Provided records START

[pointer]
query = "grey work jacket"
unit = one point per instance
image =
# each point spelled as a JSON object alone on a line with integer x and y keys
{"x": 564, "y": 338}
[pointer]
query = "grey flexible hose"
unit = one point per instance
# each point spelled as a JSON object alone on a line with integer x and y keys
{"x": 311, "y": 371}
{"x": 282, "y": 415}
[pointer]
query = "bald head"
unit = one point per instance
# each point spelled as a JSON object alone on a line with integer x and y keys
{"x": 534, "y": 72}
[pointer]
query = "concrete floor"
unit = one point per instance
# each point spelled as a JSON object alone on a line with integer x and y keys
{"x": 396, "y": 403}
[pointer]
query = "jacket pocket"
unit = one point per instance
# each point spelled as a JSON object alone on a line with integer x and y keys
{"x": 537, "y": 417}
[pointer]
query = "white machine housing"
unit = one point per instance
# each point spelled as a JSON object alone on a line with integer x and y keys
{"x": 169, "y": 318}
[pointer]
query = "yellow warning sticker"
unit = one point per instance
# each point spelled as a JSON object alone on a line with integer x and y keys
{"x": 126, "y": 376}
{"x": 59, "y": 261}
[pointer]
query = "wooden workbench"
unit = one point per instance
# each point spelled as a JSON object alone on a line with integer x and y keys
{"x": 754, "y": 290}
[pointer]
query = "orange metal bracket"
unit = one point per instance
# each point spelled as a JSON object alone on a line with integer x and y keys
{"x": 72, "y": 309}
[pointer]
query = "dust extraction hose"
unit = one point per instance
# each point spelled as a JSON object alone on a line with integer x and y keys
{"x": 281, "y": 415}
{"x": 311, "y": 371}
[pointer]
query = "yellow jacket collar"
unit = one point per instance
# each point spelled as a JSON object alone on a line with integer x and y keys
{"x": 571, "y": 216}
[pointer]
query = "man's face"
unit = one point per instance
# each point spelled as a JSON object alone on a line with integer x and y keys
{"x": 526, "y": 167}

Provided records END

§ **Problem**
For every line in the data above that has the string "jacket", return that line.

§ **Expected answer**
query = "grey work jacket"
query = "jacket pocket"
query = "yellow jacket collar"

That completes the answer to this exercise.